- [Problem requirements] Rewrite the following material as a numbered list, omitting the blank lines, and leave the pictures out of the answer.

- [Information provided]
· · · · · · ·

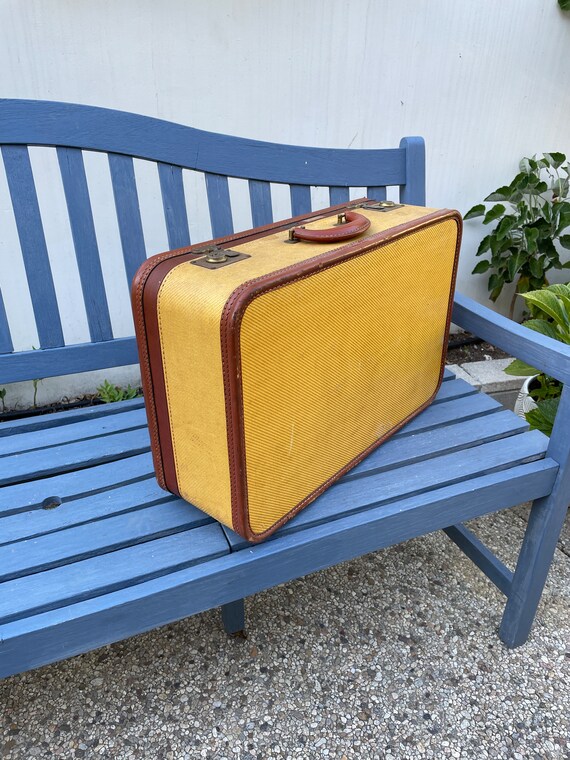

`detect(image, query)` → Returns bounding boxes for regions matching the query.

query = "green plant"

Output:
[97,380,138,404]
[464,153,570,318]
[505,285,570,435]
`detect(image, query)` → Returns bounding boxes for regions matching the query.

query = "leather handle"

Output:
[289,211,370,243]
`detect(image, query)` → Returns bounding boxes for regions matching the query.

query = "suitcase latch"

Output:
[191,245,250,269]
[351,201,404,211]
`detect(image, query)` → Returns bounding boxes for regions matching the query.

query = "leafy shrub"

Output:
[505,285,570,435]
[97,380,138,404]
[464,153,570,318]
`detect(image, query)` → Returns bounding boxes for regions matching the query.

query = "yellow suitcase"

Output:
[132,199,461,541]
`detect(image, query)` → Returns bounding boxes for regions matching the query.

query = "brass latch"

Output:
[351,201,404,211]
[191,245,250,269]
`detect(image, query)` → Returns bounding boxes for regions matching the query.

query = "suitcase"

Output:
[132,199,461,541]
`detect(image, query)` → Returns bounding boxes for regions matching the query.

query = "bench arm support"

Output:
[452,293,570,383]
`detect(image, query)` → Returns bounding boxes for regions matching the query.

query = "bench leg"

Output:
[222,599,245,633]
[499,486,568,648]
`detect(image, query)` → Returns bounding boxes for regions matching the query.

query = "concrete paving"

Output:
[449,359,526,409]
[0,507,570,760]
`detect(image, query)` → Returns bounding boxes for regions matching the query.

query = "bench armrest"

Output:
[452,293,570,383]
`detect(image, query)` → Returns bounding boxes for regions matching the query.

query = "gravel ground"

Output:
[0,509,570,760]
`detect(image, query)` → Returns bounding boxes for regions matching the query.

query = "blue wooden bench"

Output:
[0,100,570,676]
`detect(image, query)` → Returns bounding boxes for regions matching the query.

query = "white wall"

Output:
[0,0,570,410]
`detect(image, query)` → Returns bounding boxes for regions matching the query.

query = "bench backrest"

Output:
[0,100,425,384]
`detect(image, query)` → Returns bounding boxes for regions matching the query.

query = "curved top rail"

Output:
[0,99,408,187]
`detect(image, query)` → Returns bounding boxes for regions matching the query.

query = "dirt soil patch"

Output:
[446,332,509,364]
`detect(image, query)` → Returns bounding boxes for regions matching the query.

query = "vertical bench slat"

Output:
[204,172,234,238]
[157,162,190,248]
[57,148,113,342]
[108,153,146,283]
[248,179,273,227]
[2,145,64,348]
[366,185,386,201]
[0,290,14,354]
[329,187,350,206]
[290,185,311,216]
[400,137,426,206]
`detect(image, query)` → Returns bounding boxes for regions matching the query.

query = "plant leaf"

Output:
[503,359,538,377]
[463,203,485,219]
[495,216,517,240]
[524,227,539,253]
[523,319,560,340]
[523,289,570,331]
[483,203,506,224]
[485,185,513,201]
[471,259,491,274]
[528,256,544,277]
[475,235,491,256]
[525,398,560,435]
[507,253,521,282]
[544,149,570,169]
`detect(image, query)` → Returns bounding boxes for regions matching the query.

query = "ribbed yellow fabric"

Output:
[241,220,457,533]
[157,206,448,530]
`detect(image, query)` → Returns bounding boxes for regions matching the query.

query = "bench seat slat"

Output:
[0,409,146,454]
[343,411,528,480]
[0,500,213,580]
[0,380,492,516]
[0,428,150,486]
[0,453,154,517]
[0,398,144,441]
[224,430,548,547]
[0,411,527,545]
[0,523,229,624]
[0,459,558,677]
[0,478,176,546]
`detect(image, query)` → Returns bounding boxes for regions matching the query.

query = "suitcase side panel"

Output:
[131,198,372,496]
[224,212,461,540]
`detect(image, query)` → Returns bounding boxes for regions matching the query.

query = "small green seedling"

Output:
[97,380,138,404]
[32,346,44,409]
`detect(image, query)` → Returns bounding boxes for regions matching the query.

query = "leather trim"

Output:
[131,198,366,496]
[220,209,462,542]
[291,211,370,243]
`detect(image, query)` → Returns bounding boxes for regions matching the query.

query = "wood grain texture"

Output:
[0,460,557,676]
[248,179,273,227]
[57,148,113,342]
[205,172,234,238]
[0,338,139,383]
[0,99,407,187]
[0,290,14,354]
[109,153,146,283]
[158,163,190,248]
[443,524,513,596]
[499,385,570,647]
[0,145,64,350]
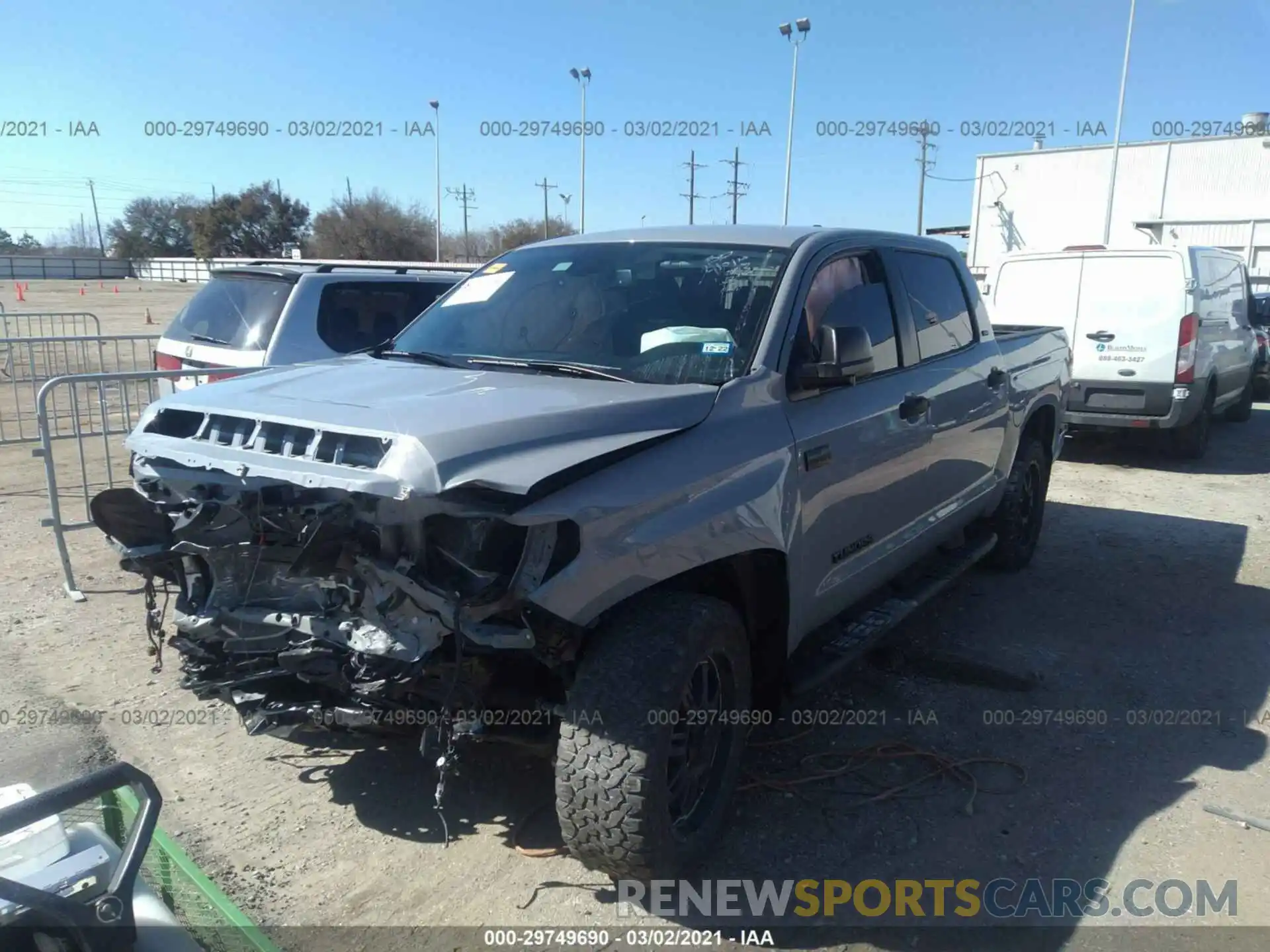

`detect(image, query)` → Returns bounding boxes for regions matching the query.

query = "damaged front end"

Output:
[91,454,583,748]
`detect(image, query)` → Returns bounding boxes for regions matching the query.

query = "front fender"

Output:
[509,376,796,625]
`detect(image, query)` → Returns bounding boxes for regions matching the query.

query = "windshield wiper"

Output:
[468,357,634,383]
[189,334,233,346]
[373,349,461,368]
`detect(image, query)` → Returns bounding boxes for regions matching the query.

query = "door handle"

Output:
[899,393,931,422]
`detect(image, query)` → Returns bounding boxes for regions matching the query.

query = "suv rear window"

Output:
[164,274,294,350]
[318,280,454,354]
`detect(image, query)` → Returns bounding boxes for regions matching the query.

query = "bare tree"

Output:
[308,189,436,262]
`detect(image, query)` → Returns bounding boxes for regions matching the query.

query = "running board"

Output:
[787,533,997,695]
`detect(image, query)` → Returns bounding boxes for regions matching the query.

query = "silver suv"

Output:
[155,262,475,392]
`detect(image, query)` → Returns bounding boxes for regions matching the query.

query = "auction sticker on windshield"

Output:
[441,272,516,307]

· · · · · · ·

- [Response to this task]
1. `detect(image, query)` → Returns bounding boxes for regions matching the query.
2. query = "green plant"
3. Output:
4. [97,380,138,404]
5. [464,153,570,318]
6. [505,285,570,435]
7. `detect(image, query)` → Returns bounding boxes for regions matching the query.
8. query = "leather handle"
9. Output:
10. [289,211,370,243]
11. `detect(image, query)` → Returns bounding boxes for regions matching the query.
12. query = "suitcase latch"
13. Output:
14. [191,245,250,269]
15. [351,201,404,211]
16. `detect(image, query)` → Returns bounding boxes for regions matching the query.
17. query = "leafy shrub"
18. Output:
19. [505,285,570,435]
20. [97,380,138,404]
21. [464,153,570,318]
22. `detect(image, query)` → Returns bounding boxes for regions matching the query.
23. query = "yellow suitcase"
24. Output:
25. [132,199,461,541]
26. `detect(image, query)` → Returns bounding boxes for regions matching the query.
27. query = "brass latch"
28. Output:
29. [351,201,404,211]
30. [191,245,250,269]
31. `detect(image, query)` → Returns bounding boxes for regions matching the query.
32. query = "suitcase"
33. Output:
34. [132,199,461,541]
35. `detect(image, query)` → Returns bounding boxes for regions matching the query.
36. query = "bench arm support"
37. Output:
38. [452,293,570,383]
39. `detect(image, query)` → Returns bounding boxes for regions matching the query.
40. query = "bench leg"
41. Output:
42. [222,599,245,633]
43. [499,486,568,648]
44. `detect(image, query)` → Returns bounding boxes for regions matching the query.
45. query = "concrete paving"
46. Output:
47. [449,359,526,409]
48. [0,507,570,760]
49. `detect(image, query)` → Returns bounding boxes for regions matching the query.
50. query = "bench armrest"
51. Output:
52. [452,293,570,383]
53. `detect(image, query)` → Returns bounding boxes for regions matching the query.
54. query = "gravel ground"
55. Output:
56. [0,509,570,760]
57. `detect(image, query)` → Returns bounding boxes for regions matching the query.
58. query = "blue wooden bench"
59. Output:
60. [0,100,570,676]
61. `detect(image, query)` → Returns bounding boxes for regions matching the query.
62. query = "white wall"
63. Output:
64. [0,0,570,410]
65. `detect(image, query)` → Returns bounding boxes for regions matching the query.
66. query = "bench backrest"
67. Output:
68. [0,100,425,384]
69. `detect(image, query)` → Returns bounding boxes for regions matching the query.
70. query = "curved top rail"
71. Output:
72. [0,99,408,187]
73. `detect(image, query)` → Returns bounding boxes for regions matching the query.
74. query = "dirt soil patch"
75. Output:
76. [446,332,509,364]
77. `detect(image, query)` → Returns bounding boxes for regions matching the query.
78. query = "vertical bench slat"
79. Output:
80. [204,172,234,238]
81. [157,162,190,248]
82. [57,148,113,342]
83. [108,153,146,283]
84. [248,179,273,227]
85. [2,145,64,348]
86. [366,185,386,201]
87. [0,290,14,354]
88. [329,187,350,206]
89. [290,185,311,216]
90. [400,137,426,206]
91. `detect(image, query)` → Returns bounding boxes for regions matching the query.
92. query = "plant leaf"
93. Output:
94. [503,359,538,377]
95. [463,203,485,219]
96. [495,216,517,240]
97. [524,227,539,253]
98. [523,319,560,340]
99. [523,289,570,331]
100. [483,203,506,224]
101. [485,185,513,201]
102. [471,259,491,274]
103. [528,256,544,277]
104. [475,235,491,256]
105. [525,398,560,435]
106. [507,253,521,282]
107. [544,149,570,169]
108. `detect(image, query)` → Returns bounding boxes for regions matching the query.
109. query = "ribbed yellow fabric"
110. Output:
111. [241,220,457,533]
112. [157,206,448,530]
113. `detect(image, query)` → Returns bounding boxes for regions matching the query.
114. query = "bench seat slat"
115. Output:
116. [0,409,146,454]
117. [343,411,528,480]
118. [0,500,213,580]
119. [0,380,492,516]
120. [0,428,150,486]
121. [0,453,154,517]
122. [0,398,144,441]
123. [224,430,548,547]
124. [0,411,527,545]
125. [0,523,229,624]
126. [0,459,558,677]
127. [0,478,176,546]
128. `detect(image, query)` → Returns bounding boxes for regions matching the query.
129. query = "suitcase side panel"
130. Output:
131. [131,198,372,496]
132. [224,212,461,540]
133. `detect(image, query)` → Returns bounding boxes for regions matching the query.
134. query = "small green seedling"
135. Output:
136. [97,380,138,404]
137. [32,346,44,409]
138. `detect(image, query)` → Returns bounding boxes for regions matching the query.
139. query = "leather trim"
140. Output:
141. [131,198,366,496]
142. [220,209,462,542]
143. [291,211,370,243]
144. `detect(image, query)` → Returns bounding boxes for regions matching the query.
145. query = "wood grain texture"
146. Output:
147. [0,460,557,676]
148. [248,179,273,227]
149. [57,148,113,342]
150. [205,172,234,238]
151. [0,338,139,383]
152. [0,99,407,187]
153. [0,290,14,354]
154. [109,153,146,283]
155. [158,163,190,248]
156. [443,524,513,596]
157. [499,385,570,647]
158. [0,145,64,350]
159. `detect(image, query)` → Returns bounding boxes for regions matching the query.
160. query = "damaged front end"
161. Output:
162. [91,454,583,748]
163. `detect(image, query)` → Returns bounding boxes for regions matching the query.
164. query = "front fender"
165. Output:
166. [509,376,796,625]
167. `detect(image, query)` → Returns bounding boxes for regions matching the query.
168. query = "windshield wiper"
169. Output:
170. [468,357,634,383]
171. [189,334,233,346]
172. [373,349,461,368]
173. `detect(image, query)` → Returns bounding boxes for regions matching the query.
174. query = "door handle"
175. Output:
176. [899,393,931,422]
177. `detect(image, query)` → Returns bounding boxes for regions matching the query.
178. query = "suv rear window"
179. Output:
180. [164,274,294,350]
181. [318,280,454,354]
182. `detect(image, query)` → Returns bounding boxes for regions matching the query.
183. query = "bare tree"
184. Output:
185. [308,189,436,262]
186. `detect(image, query)` → Returns bounding boxes for regions matching the query.
187. query = "running board"
188. Output:
189. [787,533,997,695]
190. `detect(image, query)` → Returns bounding boxes for regions matching the query.
191. query = "silver suv"
192. Output:
193. [155,262,475,392]
194. `detect(image, query)` → Returns bounding boxes for regions matching the query.
195. query = "auction sticker on windshield"
196. Output:
197. [441,272,516,307]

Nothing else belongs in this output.